**Written instruction**
Copy out all the entries below, swapping "planogram log" for "shelf inventory record" wherever it occurs and leaving every other word as it is.

(Raw entries)
::::::::::

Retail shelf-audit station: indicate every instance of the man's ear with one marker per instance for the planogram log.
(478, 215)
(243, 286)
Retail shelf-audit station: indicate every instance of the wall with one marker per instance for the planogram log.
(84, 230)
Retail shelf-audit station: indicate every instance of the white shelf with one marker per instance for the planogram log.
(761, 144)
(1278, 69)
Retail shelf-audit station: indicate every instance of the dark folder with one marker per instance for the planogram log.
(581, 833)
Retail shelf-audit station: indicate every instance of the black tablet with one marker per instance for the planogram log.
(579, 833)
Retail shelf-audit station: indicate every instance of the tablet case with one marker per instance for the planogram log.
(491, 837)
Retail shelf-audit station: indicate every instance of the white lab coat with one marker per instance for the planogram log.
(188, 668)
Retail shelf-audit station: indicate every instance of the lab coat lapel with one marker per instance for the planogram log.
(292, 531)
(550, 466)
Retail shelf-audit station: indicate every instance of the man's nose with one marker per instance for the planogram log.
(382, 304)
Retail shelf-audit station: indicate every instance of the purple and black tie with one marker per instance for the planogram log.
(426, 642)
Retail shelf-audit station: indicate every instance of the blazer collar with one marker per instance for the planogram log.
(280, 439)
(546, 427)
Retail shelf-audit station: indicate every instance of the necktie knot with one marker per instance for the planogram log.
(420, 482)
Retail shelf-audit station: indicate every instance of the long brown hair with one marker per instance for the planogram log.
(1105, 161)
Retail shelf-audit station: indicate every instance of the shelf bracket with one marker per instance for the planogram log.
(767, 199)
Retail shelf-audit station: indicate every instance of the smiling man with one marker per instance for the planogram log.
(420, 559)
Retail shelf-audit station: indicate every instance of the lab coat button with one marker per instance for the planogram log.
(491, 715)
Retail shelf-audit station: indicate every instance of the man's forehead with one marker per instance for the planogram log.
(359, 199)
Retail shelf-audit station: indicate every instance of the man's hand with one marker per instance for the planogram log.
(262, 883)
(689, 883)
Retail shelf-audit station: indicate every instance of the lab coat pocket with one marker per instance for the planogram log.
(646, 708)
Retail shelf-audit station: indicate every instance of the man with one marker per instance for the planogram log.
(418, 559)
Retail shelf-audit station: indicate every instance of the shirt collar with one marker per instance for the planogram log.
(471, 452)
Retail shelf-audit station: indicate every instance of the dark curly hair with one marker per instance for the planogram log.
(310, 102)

::::::::::

**The reply**
Retail shelf-audit station: indicate every instance of the man's ear with one marker per instance for the shelf inventory record.
(478, 215)
(243, 286)
Retail shelf-audit station: indicate every instance of the wall with one marker per instance for the shelf inventory record.
(84, 230)
Retail shelf-audit station: indicate every instance of the white shelf with one marker per instance for the shelf inventory record.
(761, 144)
(1278, 69)
Retail shelf-audit station: indicate every instance of the dark folder with one marker per instance for the shelf inventory record.
(581, 833)
Retail shelf-audit station: indicate every instance of the black tablet with one marker per instance for the shelf inventory record.
(579, 833)
Retail shelf-audit station: indicate every instance of the tablet case with one marker per instance for the shelf inventory record.
(491, 837)
Retail shelf-audit station: indicate every instance of the white lab coat with one marker per instance for the shelf inventory record.
(188, 668)
Retail shelf-audit station: indicate every instance of the lab coat lapel with one marker per instance for the shelf inventory record.
(292, 531)
(550, 466)
Retail shelf-audit station: indicate every instance of the man's nose with one marker per instance for the shelf inventory record.
(382, 304)
Retail shelf-audit station: indicate every instance of the purple and black tie with one marker per instance for the shelf inventory record.
(426, 642)
Retail shelf-audit station: indicate every instance of the blazer collar with one marker per instance for the shelf inventory record.
(280, 439)
(546, 427)
Retail shelf-audit station: indicate every instance of the necktie knot with one marker per instance for the shelf inventory record.
(420, 482)
Retail shelf-audit station: indicate every instance of the long brown hair with one marker per instance for the shelf inventory record.
(1105, 161)
Retail shelf-audit station: indicate every instance of the shelf bracket with one marker per instance for the shelf inventory record.
(767, 199)
Retail shelf-audit station: indicate every instance of the smiling man with one marker per instance for the shelf inventory record.
(420, 559)
Retail shelf-audit station: indicate every instance of the lab coat button with one marker per instance for the shelf inventory record.
(491, 715)
Retail shelf-audit station: indicate every instance of the man's forehead with one marker per instance for the shelf inventory record.
(359, 199)
Retail shelf-audit station: indicate every instance of the man's hand with one marker per instance for the shelf inventory record.
(262, 883)
(689, 883)
Retail shelf-audit station: indicate every instance of the lab coat pocket with one marker per instance for the shelf inventory record.
(646, 708)
Retail shelf-audit station: indicate every instance of the man with one marker per instance for the shelf inventory record.
(418, 559)
Retail shelf-audit station: indicate every instance of the shirt collar with one marker per instance for the shelf inventory record.
(471, 452)
Retail shelf-audit station: indicate every instance of the dark curly hair with one marker per instance for the shelf inventory record.
(310, 102)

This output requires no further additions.